**To do:**
**a.** List every person named in the text on Jewish humor.
**b.** Duplicate part of the text on Jewish humor word for word, beginning at the words "It's that same" and stopping after the words "life, explains Gordon.".

**Text shown:**
_ _ _ _ _ _ _

"We're funny because of the badkhn," says Mel Gordon, a professor of theater arts at the University of California, Berkeley. "Everyone says that Jews are funny because they suffered so much," he said. "That's ridiculous. You think the rest of the world hasn't suffered?" Nor are Jews funny because they've "always been funny," another common falsehood, says Gordon. It's only in the past 100 years, with the rise of Hollywood and nightclub society, that Jewish humor has become a staple of U.S. popular culture. "At the turn of the 20th century, the Jews were commonly perceived to be a humorless, itinerant nation," he wrote in Funnyman, a 2010 book co-authored with Thomas Andrae about the short-lived Jewish comic-book superhero. So it's not genetic, and it's not because of suffering or social marginalization, that led to this thing we call Jewish humor -- it's the badkhn.
The badkhn was a staple in East European Jewish life for three centuries, mocking brides and grooms at their weddings. He also was in charge of Purim schpiels in shtetl society. His humor was biting, even vicious. He would tell a bride that she was ugly, make jokes about the groom's dead mother and round things off by belittling the guests for giving such worthless gifts. Much of the badkhn's humor was grotesque, even scatological. "They would talk about drooping breasts, big butts, small penises," says Gordon. "We know a lot about them because they were always suing each other about who could tell which fart joke on which side of Grodno."
It's that same self-deprecating tone that characterizes the Yiddish-inflected Jewish jokes of the 20th century, Gordon points out. Who is the surly Jewish deli waiter of Henny Youngman fame if not a badkhn, making wisecracks at the customer's expense? Before the 1660s, there were at least 10 different stock comic types in shtetl life, explains Gordon.

_ _ _ _ _ _ _

**Listed records:**

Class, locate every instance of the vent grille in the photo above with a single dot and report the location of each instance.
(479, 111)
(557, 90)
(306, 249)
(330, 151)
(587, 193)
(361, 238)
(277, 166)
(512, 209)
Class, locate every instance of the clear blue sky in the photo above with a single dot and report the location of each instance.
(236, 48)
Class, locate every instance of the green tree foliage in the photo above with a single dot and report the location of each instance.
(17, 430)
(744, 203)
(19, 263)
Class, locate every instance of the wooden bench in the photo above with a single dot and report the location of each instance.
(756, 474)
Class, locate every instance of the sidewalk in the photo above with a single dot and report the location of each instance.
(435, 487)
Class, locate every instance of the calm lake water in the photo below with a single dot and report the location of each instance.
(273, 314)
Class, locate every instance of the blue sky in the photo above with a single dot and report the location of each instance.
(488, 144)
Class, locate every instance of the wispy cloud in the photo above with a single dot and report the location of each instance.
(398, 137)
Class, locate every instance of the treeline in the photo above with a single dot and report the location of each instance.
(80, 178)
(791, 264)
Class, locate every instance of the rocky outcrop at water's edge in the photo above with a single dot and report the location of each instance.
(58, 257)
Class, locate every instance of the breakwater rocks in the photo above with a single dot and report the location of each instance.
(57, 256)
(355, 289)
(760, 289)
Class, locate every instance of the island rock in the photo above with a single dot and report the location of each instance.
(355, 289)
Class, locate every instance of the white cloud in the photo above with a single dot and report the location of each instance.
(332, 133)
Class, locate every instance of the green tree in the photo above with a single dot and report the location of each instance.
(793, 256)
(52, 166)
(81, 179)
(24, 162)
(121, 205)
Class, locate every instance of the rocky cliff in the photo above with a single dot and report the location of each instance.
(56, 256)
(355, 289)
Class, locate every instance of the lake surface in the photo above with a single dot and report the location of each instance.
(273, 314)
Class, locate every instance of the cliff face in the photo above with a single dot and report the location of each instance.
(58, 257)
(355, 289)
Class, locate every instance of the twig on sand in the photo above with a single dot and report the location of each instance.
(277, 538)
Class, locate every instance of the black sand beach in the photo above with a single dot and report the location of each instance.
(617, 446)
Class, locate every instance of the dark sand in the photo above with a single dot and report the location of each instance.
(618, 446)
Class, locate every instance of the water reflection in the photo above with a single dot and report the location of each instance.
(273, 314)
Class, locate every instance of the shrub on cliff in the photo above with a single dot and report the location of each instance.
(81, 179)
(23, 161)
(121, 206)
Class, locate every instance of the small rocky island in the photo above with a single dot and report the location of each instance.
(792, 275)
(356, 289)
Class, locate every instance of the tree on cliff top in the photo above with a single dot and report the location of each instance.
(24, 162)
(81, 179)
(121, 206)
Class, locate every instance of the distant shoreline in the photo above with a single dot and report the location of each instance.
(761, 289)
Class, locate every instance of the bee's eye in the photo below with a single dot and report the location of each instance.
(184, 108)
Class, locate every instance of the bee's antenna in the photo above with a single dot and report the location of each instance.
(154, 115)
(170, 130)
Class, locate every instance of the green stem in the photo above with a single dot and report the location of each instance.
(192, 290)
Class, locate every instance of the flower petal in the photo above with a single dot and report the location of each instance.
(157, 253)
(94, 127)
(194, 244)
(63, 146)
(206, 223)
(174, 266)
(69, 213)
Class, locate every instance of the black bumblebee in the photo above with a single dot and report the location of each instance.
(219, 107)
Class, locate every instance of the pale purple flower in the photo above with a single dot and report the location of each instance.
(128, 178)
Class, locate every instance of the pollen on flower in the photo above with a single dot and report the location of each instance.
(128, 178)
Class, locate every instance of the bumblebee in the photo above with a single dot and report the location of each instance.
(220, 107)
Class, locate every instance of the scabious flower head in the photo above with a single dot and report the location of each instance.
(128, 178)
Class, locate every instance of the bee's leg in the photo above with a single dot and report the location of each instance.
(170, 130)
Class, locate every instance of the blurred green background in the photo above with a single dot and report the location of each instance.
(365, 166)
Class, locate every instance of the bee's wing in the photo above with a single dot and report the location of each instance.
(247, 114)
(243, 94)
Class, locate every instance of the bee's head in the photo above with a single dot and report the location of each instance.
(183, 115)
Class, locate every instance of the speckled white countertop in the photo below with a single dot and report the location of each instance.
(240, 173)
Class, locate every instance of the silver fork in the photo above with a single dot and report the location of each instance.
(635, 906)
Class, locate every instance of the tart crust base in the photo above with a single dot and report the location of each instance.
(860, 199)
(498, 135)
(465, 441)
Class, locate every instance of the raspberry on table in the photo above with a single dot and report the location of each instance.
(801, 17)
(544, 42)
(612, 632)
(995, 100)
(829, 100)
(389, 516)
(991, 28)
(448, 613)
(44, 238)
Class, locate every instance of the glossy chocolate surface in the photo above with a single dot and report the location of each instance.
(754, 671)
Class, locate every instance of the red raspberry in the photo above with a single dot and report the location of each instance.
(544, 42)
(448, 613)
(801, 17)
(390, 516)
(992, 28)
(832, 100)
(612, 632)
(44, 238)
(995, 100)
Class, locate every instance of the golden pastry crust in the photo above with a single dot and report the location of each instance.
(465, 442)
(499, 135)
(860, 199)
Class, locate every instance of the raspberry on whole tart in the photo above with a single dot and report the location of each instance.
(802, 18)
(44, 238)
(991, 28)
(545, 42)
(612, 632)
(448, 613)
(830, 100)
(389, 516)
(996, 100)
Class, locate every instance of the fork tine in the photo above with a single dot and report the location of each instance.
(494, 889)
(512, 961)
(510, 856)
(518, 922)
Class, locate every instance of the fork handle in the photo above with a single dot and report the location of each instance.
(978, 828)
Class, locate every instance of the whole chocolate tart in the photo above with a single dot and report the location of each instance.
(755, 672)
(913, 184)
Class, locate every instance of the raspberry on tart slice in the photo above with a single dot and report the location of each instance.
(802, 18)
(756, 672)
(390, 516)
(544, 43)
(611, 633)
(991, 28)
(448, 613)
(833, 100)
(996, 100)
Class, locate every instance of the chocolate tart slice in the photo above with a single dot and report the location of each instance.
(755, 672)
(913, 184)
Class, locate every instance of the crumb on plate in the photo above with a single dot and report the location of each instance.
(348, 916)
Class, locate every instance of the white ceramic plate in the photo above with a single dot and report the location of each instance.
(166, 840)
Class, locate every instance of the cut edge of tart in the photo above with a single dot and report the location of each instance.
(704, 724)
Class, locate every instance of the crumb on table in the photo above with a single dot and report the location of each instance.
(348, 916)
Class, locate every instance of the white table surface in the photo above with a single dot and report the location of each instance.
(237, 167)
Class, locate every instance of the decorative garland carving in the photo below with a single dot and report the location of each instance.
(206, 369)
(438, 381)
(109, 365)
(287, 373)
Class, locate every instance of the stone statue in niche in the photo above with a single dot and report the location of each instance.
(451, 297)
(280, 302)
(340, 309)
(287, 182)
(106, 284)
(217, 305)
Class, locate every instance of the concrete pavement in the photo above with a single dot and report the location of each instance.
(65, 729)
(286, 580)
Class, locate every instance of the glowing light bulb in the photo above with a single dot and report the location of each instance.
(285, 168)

_ _ _ _ _ _ _

**Results in order:**
**a.** Mel Gordon, Thomas Andrae, Henny Youngman

**b.**
It's that same self-deprecating tone that characterizes the Yiddish-inflected Jewish jokes of the 20th century, Gordon points out. Who is the surly Jewish deli waiter of Henny Youngman fame if not a badkhn, making wisecracks at the customer's expense? Before the 1660s, there were at least 10 different stock comic types in shtetl life, explains Gordon.